Given request 1: In the Pocket Camp update thread, rewrite the passage from "Check it out" up to and including "Paperboy012305 (Apr 11, 2018)", replacing "luck" with "chance".
Given request 2:
Using the Pocket Camp update thread, state whether each statement agrees with it. Answer yes or no, and quote the deciding words.
(a) Bcat's first post is dated Apr 11, 2018.
(b) Bcat suggests Brewster might be another furniture item.
(c) AndroGhostX says fortune cookies for stamps are obtained with Bells.
Given request 3:
Answer these questions from the Pocket Camp update thread.
(a) Whose pastry cookie does Paperboy012305 mention?
(b) What does J087 say the update smells like?
(c) What terrain does AndroGhostX expect never to get without buying Leaf Tickets?

Document section:
# Newest Major update revealed!!!!



## Bcat (Apr 11, 2018)

Check it out y'all. OMG this is the cutest stuff yet!!!
https://ac-pocketcamp.com/en-US/site/topics/ANNOUNCEMENT_1104112

It sounds like luck will be a huge factor in this however...


----------



## Paperboy012305 (Apr 11, 2018)

Marshal's pastry cookie is the closest thing I’ll get to having a Cafe Uniform (Unless Brewster has a flower event about coffee)


----------



## Bcat (Apr 11, 2018)

Paperboy012305 said:


> Marshal's pastry cookie is the closest thing I’ll get to having a Cafe Uniform (Unless Brewster has a flower event about coffee)



i'm thinking brewster might be another furniture item. It'd be cute to have him behind a counter!


----------



## J087 (Apr 11, 2018)

Smells like more leaf-ticket shenanigans.


----------



## AndroGhostX (Apr 11, 2018)

I may be understanding this wrong, but it says we have to use Leaf Tickets to get fortune cookies for stamps? And we all know how outrageous Nintendo can get with their Leaf Ticket pricing. At this point I'll never be able to get any Fishing Tourney terrain without buying Leaf Tickets. We'll see, best to be optimistic lol.


----------



## That Marshal Fangirl (Apr 11, 2018)

*Heavy breathing* I just want to take a break from Pocket Camp.  Why won't they let me?!


----------



## Alienfish (Apr 11, 2018)

Provided information:
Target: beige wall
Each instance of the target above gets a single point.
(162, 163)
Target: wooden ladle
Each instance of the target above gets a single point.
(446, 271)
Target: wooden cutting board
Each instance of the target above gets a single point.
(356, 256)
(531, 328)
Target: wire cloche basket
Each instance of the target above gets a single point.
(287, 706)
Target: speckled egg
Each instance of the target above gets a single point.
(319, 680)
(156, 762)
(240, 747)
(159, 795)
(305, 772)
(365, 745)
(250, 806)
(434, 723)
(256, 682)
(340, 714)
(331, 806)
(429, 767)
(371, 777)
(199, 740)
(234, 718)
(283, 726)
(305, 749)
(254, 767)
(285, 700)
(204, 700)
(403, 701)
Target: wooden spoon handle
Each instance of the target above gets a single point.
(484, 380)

* * *

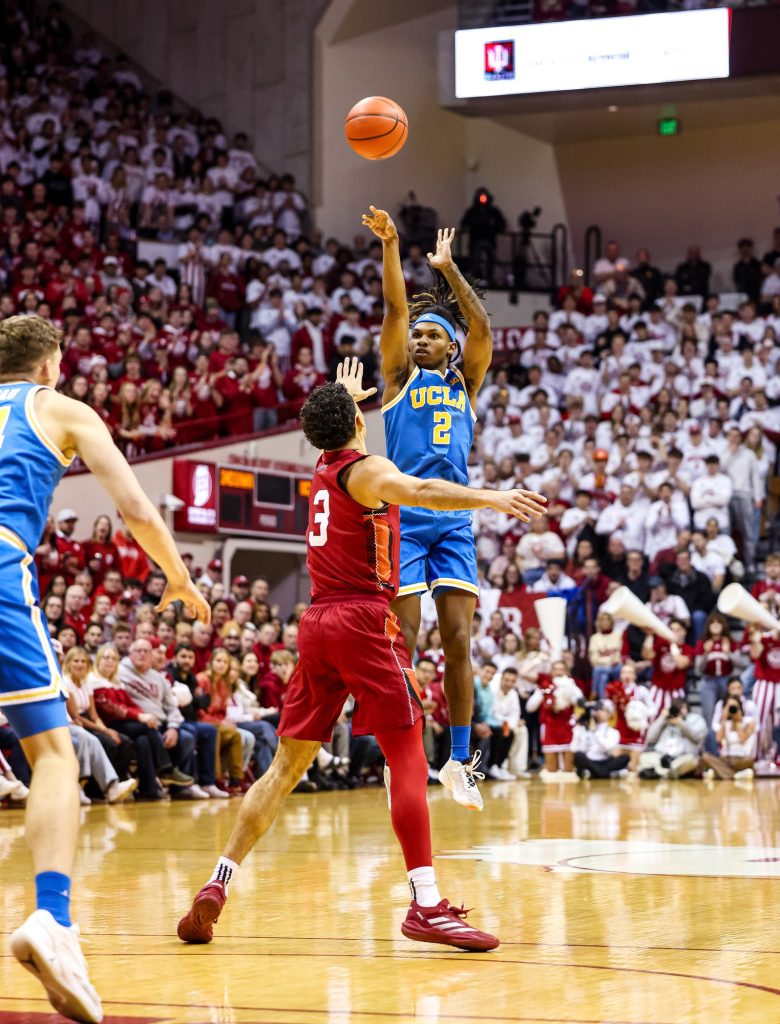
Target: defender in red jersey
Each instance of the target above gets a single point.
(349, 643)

--

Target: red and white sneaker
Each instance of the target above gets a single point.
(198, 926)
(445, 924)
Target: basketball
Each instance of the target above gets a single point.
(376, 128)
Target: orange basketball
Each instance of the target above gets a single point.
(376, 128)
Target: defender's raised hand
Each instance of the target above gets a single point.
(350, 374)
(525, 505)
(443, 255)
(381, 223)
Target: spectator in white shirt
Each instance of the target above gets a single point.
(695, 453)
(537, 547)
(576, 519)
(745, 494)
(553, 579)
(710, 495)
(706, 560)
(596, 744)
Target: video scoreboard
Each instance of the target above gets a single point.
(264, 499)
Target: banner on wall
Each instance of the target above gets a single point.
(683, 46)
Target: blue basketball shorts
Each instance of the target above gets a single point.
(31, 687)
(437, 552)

Exercise result 1:
Check it out y'all. OMG this is the cutest stuff yet!!!
https://ac-pocketcamp.com/en-US/site/topics/ANNOUNCEMENT_1104112

It sounds like chance will be a huge factor in this however...


----------



## Paperboy012305 (Apr 11, 2018)

Exercise result 2:
(a) Yes: "Bcat (Apr 11, 2018)"
(b) Yes: "i'm thinking brewster might be another furniture item"
(c) No: "we have to use Leaf Tickets to get fortune cookies for stamps"

Exercise result 3:
(a) Marshal's
(b) More leaf-ticket shenanigans
(c) Fishing Tourney terrain